▼▼▼
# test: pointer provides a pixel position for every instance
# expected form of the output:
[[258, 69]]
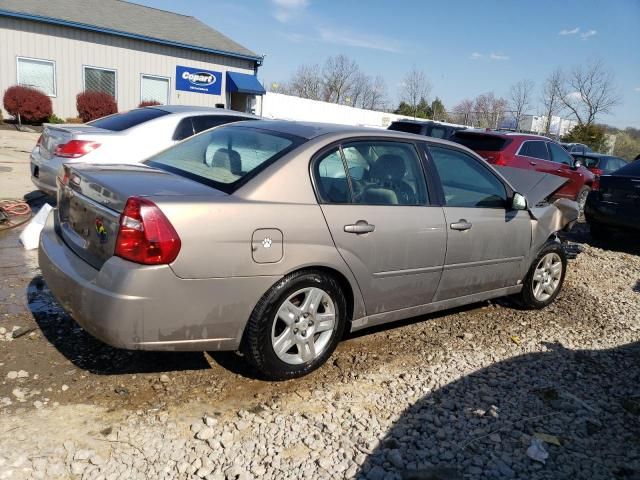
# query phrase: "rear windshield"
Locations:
[[480, 142], [406, 127], [225, 156], [121, 121]]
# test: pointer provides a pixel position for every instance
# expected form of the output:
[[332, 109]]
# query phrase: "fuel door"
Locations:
[[266, 245]]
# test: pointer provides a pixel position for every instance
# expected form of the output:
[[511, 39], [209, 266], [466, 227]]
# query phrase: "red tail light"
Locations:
[[499, 159], [146, 236], [76, 148]]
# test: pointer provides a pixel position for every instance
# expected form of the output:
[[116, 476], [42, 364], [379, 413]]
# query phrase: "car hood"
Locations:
[[536, 186]]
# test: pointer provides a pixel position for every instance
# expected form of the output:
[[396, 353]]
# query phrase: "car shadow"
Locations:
[[481, 425], [90, 354]]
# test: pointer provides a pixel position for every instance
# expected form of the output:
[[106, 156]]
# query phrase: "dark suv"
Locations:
[[531, 152], [427, 128]]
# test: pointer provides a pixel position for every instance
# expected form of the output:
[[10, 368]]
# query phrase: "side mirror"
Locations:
[[519, 202]]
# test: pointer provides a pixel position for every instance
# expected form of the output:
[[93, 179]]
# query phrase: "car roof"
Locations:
[[505, 135], [190, 109], [311, 130]]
▲▲▲
Problem description: With the pictures omitted, repeat the full set of records above exactly.

Exercise output:
# test: pointer provides a pixel position for every instance
# expected form of the output:
[[258, 69]]
# query phrase: "rear windshield"
Locations:
[[480, 142], [406, 127], [225, 156], [121, 121]]
# test: pointer provides a pixel position for every instance
# expected form of the output:
[[332, 109]]
# query phrase: "fuel door"
Locations:
[[266, 245]]
# test: pointer provides a pixel position for every instance
# expected form of the output:
[[511, 39], [209, 266], [466, 227]]
# query phrase: "red tail light"
Locations:
[[499, 159], [146, 236], [76, 148]]
# test: pointer provides a pixel position for every instance
# expected form of the output:
[[116, 476], [42, 364], [379, 413]]
# query phrase: "car hood"
Locations:
[[536, 186]]
# test: pointer provides a pixel position for every instance
# expected form of the output:
[[396, 353]]
# query phrase: "car shadow"
Locations:
[[481, 425], [90, 354]]
# test: pointer provides a pixel position for every instance
# expected form of the output:
[[106, 156]]
# query phrase: "dark suv"
Locations:
[[531, 152], [427, 128]]
# test: pointer provides a pixel position for every instance
# expected form of the output:
[[10, 368]]
# query phrase: "side mirror"
Locations:
[[519, 202]]
# test: pointer provides a pixel position for every instance
# expected form of the output:
[[93, 179]]
# query phrase: "car roof"
Locations:
[[505, 135], [190, 109], [311, 130]]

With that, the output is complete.